_OBJECTIVE_:
Revise the items from the line that contains "the cow's neck" through the end of the items, replacing every "pixel" with "spot" and leaving all else unchanged.

(begin)

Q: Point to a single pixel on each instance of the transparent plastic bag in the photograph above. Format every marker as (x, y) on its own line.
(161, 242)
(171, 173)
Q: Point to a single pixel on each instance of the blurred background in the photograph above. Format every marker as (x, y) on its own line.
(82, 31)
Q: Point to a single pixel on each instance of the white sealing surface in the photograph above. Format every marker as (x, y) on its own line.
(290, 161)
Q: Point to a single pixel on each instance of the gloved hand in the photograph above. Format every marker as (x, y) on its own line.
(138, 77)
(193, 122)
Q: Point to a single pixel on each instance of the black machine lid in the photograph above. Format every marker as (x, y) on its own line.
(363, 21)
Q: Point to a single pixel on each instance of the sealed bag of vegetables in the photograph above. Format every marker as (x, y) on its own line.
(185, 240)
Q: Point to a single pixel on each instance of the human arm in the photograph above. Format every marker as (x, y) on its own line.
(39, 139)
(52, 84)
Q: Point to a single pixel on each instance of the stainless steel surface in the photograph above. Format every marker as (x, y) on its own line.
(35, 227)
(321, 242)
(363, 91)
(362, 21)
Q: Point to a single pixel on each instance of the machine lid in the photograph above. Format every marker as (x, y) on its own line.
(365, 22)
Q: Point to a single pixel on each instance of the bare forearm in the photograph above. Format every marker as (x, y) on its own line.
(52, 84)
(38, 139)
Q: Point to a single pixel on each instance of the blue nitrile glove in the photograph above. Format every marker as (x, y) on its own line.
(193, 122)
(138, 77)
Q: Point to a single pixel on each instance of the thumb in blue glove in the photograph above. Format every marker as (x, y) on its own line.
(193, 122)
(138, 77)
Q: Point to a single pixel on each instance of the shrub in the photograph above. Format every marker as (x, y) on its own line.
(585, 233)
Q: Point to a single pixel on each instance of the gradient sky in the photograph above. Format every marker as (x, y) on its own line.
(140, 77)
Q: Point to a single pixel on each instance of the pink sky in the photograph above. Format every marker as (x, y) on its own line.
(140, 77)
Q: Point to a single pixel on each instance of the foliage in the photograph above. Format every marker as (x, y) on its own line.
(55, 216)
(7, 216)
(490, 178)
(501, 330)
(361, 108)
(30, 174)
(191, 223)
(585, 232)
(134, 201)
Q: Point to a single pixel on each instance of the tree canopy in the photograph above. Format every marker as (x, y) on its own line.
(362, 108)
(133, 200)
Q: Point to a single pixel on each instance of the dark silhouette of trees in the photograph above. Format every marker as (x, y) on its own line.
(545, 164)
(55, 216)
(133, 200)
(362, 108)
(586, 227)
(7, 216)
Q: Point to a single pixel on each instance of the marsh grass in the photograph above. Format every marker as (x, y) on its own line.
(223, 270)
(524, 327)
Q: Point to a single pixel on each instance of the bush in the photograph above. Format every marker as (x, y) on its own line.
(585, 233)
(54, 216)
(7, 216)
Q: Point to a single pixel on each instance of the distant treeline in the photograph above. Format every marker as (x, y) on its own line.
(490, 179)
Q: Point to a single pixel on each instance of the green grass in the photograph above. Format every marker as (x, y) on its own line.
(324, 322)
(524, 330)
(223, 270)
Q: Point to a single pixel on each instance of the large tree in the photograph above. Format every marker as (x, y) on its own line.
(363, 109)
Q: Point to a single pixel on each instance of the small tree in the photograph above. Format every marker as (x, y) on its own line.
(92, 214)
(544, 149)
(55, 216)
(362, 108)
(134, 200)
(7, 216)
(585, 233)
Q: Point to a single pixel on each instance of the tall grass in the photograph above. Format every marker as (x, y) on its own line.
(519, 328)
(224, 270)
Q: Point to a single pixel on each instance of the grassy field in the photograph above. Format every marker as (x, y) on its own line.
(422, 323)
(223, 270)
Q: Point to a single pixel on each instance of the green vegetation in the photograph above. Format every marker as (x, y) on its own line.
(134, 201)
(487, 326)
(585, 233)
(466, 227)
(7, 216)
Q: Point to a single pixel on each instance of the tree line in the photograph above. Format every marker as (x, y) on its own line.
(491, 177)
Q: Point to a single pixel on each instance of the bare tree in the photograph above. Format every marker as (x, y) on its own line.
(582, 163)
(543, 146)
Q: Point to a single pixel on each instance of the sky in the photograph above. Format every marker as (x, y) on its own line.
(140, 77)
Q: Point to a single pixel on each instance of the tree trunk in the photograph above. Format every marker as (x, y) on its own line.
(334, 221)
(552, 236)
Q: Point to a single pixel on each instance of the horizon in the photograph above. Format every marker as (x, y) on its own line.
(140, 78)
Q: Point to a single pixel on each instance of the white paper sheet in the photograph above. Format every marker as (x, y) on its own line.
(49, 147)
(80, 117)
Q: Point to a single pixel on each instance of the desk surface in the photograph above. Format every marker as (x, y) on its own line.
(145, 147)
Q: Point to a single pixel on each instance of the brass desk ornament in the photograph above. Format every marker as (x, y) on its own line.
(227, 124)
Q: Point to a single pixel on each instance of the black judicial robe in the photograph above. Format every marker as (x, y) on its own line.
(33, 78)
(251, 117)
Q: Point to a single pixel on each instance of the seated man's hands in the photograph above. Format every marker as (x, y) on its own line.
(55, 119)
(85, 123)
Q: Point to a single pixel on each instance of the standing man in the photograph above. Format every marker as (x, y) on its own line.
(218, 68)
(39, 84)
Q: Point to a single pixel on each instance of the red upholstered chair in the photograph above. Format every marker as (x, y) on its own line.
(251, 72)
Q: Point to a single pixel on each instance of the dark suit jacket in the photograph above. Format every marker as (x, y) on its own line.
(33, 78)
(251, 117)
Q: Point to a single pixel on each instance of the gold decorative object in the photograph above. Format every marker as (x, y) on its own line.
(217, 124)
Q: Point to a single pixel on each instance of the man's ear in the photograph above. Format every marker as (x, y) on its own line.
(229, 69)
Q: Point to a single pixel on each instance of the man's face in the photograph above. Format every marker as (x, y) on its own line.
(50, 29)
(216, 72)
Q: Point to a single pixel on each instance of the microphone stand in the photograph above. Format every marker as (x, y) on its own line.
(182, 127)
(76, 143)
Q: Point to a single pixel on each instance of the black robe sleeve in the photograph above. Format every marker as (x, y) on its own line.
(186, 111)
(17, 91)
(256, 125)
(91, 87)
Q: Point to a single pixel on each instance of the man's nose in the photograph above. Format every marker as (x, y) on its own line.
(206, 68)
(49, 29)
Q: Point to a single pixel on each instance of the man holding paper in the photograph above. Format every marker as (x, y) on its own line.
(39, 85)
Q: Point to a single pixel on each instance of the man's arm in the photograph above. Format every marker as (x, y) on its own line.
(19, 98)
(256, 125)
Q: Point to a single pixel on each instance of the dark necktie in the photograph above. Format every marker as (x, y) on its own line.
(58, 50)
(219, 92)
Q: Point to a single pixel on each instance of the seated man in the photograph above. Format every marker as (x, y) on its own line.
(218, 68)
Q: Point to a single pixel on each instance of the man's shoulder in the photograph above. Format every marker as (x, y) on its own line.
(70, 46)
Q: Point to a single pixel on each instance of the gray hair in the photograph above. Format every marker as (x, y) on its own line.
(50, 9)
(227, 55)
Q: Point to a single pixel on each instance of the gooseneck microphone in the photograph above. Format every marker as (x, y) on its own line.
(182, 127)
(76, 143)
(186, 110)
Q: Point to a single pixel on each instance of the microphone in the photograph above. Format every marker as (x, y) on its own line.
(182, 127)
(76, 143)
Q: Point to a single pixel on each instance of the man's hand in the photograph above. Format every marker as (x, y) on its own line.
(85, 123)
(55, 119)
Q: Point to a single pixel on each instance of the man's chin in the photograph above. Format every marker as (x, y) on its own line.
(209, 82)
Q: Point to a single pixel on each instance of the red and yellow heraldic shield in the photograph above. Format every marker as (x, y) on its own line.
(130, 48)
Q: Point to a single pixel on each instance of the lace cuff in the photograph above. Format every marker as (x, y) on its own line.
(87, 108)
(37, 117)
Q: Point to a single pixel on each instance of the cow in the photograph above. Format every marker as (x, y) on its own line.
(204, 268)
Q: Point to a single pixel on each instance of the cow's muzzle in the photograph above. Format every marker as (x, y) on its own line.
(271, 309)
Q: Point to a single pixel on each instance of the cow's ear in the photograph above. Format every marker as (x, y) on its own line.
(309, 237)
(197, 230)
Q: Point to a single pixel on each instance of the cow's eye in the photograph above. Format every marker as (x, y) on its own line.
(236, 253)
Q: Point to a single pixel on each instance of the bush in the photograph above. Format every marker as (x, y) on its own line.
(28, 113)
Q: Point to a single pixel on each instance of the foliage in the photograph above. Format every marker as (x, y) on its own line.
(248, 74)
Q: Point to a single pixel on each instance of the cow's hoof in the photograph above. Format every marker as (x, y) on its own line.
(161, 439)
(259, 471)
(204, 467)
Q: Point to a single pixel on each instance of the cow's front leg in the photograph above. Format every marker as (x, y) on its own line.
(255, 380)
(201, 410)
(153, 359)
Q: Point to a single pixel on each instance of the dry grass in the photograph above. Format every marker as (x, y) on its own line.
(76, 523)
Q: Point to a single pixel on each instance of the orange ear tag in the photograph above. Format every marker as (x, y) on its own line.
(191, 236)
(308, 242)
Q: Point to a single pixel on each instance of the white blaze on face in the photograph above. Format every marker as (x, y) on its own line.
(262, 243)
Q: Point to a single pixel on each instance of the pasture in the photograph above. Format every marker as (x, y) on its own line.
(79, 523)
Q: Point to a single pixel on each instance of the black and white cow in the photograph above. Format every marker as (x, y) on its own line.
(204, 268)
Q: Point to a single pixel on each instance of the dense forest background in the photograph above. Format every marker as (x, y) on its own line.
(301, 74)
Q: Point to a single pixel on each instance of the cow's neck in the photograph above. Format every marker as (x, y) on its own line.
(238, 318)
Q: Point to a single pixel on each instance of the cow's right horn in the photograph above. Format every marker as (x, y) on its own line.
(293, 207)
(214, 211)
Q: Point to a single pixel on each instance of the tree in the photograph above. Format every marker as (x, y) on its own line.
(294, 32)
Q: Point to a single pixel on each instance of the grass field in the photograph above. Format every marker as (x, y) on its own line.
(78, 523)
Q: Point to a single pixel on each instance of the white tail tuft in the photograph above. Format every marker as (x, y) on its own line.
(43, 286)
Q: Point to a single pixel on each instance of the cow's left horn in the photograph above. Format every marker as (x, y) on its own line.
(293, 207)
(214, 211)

(end)

_RESULT_:
Q: Point to a single spot on each instance of the cow's neck in the photograph above. Format every marker as (x, y) on its own line.
(238, 318)
Q: Point to a single spot on each instance of the cow's right horn in the photograph above. Format every marker as (x, y) on its own line.
(293, 207)
(214, 211)
Q: Point to a single spot on each instance of the tree in the photograph above. Format every marker as (x, y) on its own line.
(294, 32)
Q: Point to a single spot on each instance of the grass field in the photograph above. Format every marker as (x, y) on its own line.
(78, 523)
Q: Point to a single spot on each instance of the white tail tuft in the photograph above. Format every marker as (x, y) on its own line.
(43, 286)
Q: Point to a single spot on each instance of the cow's left horn in the photograph above. Format every marker as (x, y) on its own line.
(293, 207)
(214, 211)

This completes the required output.